## Given problem
Pull out every line in the entries below that contains the word "beige", copying each line in full.

——————

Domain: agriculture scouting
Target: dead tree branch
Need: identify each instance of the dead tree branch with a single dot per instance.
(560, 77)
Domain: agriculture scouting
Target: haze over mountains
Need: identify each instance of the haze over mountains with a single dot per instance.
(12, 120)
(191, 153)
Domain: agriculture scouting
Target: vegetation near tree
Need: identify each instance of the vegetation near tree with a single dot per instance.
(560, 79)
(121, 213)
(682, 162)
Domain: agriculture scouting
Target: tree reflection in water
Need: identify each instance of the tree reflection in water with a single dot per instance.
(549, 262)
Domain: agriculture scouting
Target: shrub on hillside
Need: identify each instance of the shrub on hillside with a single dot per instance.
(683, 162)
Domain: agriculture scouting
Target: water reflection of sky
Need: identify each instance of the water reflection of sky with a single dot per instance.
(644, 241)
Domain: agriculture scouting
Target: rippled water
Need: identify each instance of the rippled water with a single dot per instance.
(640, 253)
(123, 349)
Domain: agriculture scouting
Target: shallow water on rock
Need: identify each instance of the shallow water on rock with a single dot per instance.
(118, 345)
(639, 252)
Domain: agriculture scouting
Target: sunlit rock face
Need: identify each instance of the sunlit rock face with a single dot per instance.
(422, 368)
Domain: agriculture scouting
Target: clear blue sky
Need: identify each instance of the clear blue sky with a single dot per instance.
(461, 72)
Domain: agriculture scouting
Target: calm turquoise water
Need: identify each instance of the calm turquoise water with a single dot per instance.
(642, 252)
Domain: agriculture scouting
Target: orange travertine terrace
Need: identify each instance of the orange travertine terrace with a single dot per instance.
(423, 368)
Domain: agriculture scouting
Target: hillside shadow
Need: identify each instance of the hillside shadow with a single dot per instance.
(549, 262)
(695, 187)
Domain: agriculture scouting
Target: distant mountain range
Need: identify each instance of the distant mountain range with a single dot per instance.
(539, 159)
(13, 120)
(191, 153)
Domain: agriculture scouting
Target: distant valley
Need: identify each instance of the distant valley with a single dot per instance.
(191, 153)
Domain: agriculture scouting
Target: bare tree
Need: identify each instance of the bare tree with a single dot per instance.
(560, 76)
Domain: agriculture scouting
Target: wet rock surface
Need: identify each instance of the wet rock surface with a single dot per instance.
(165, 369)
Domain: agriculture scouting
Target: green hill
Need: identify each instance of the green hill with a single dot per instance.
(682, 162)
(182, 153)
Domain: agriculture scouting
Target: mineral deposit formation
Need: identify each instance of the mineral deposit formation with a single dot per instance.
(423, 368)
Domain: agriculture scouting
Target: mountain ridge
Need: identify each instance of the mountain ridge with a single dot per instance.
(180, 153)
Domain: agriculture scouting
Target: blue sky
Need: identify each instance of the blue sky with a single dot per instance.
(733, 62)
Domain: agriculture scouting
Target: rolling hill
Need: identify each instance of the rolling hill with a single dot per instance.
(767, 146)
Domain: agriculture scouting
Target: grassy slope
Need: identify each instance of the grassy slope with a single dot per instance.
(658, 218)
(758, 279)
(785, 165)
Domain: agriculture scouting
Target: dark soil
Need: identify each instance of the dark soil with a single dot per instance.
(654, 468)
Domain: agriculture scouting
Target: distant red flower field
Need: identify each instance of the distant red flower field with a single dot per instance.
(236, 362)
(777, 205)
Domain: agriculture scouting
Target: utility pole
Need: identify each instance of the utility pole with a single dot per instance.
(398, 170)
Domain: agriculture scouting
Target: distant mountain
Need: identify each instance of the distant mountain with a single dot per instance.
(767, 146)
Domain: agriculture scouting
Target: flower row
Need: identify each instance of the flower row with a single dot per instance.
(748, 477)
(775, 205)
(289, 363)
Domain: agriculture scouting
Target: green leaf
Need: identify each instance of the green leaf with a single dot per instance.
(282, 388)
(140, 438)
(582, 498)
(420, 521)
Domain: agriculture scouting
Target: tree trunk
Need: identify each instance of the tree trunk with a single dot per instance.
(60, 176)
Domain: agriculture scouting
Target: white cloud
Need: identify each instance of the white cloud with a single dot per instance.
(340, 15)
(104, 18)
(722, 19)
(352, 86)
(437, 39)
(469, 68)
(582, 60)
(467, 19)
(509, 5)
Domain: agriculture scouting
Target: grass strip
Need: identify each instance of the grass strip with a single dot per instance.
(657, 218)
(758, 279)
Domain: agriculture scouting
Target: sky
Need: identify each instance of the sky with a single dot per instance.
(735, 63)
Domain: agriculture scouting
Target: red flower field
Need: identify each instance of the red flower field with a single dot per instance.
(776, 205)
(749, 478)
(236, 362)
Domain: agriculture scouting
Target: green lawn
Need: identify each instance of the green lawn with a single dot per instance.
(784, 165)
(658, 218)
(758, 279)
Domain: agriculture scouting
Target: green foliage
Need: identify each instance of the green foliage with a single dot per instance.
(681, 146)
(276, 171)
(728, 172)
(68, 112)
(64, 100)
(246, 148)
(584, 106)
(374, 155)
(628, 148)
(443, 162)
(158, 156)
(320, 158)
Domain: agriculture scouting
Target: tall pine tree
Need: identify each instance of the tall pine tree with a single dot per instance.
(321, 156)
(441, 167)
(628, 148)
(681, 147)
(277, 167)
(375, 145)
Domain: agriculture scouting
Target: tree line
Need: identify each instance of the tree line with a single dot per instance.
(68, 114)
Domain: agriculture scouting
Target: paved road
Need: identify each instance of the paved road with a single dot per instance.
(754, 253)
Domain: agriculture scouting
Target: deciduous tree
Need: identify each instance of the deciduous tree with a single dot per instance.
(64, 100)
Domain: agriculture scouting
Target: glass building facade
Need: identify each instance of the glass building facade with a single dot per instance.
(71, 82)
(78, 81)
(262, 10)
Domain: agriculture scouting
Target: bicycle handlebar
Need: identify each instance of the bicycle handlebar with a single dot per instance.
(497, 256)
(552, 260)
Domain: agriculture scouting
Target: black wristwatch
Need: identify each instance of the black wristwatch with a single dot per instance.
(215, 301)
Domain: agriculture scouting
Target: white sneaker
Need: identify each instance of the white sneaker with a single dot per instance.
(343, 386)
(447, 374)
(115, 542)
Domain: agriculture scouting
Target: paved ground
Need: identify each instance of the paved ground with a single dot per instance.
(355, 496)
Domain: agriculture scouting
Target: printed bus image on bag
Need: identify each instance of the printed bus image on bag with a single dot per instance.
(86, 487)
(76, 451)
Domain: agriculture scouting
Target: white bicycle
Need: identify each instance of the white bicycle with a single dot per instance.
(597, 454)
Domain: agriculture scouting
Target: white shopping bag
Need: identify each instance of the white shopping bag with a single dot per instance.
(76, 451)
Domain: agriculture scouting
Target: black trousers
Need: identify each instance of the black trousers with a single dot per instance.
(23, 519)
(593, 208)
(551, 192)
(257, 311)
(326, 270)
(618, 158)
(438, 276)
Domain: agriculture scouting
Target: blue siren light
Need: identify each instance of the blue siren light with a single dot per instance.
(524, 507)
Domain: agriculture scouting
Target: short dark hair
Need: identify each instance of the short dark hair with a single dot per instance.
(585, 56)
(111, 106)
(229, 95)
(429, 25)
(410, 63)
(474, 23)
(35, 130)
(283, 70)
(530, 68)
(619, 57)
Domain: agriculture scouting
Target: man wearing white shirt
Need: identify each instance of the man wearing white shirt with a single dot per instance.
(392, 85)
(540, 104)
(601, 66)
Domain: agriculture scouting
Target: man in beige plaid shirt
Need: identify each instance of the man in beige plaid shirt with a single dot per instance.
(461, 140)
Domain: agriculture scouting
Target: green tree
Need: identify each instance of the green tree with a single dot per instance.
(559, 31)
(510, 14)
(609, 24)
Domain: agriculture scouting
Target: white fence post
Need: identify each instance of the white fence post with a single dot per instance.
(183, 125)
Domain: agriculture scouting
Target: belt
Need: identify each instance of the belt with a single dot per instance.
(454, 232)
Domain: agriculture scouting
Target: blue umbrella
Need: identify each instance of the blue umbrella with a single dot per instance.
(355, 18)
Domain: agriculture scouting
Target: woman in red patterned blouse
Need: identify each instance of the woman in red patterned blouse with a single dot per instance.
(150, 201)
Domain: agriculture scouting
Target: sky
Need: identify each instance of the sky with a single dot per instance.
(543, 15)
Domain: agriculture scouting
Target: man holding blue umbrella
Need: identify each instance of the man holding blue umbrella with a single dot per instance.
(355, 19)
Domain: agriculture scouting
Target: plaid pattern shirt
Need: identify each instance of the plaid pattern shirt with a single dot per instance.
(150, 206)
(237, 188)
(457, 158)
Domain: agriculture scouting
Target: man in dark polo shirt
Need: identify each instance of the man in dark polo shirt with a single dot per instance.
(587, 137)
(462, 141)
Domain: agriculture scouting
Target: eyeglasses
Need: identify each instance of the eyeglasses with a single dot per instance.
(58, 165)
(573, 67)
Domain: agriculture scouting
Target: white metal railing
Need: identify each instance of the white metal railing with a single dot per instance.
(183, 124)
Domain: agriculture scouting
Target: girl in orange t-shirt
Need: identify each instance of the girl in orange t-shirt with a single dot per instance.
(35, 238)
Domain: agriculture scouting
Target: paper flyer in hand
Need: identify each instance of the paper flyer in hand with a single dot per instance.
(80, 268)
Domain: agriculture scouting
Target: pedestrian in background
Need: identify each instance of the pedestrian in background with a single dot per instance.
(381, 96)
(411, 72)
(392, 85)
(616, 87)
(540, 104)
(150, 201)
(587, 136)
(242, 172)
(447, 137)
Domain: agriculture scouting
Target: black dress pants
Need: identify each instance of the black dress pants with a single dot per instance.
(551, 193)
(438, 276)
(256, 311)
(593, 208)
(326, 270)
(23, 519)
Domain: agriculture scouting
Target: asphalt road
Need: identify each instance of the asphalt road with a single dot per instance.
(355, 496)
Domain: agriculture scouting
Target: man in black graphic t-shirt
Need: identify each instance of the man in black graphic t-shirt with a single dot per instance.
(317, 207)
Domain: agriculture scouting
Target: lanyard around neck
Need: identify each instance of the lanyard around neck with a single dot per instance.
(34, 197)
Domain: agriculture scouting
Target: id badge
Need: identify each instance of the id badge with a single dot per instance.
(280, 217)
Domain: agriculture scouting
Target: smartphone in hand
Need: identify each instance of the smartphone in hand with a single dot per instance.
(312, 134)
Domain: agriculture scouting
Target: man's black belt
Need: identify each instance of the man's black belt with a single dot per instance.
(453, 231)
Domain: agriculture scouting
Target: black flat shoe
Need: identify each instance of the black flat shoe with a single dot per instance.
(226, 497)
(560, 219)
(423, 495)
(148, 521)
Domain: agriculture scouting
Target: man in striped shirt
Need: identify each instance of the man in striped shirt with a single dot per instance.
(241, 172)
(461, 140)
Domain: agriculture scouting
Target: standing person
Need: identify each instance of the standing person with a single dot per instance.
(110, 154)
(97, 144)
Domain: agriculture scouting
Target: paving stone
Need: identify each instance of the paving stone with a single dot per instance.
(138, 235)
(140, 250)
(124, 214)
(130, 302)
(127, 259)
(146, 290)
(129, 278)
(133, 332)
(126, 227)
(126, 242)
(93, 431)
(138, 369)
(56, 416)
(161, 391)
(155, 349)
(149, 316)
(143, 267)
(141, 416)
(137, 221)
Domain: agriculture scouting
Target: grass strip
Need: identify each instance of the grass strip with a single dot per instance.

——————

## Expected answer
Target: man in beige plaid shirt
Need: identify each instance of the man in beige plaid shirt with a single dot per instance.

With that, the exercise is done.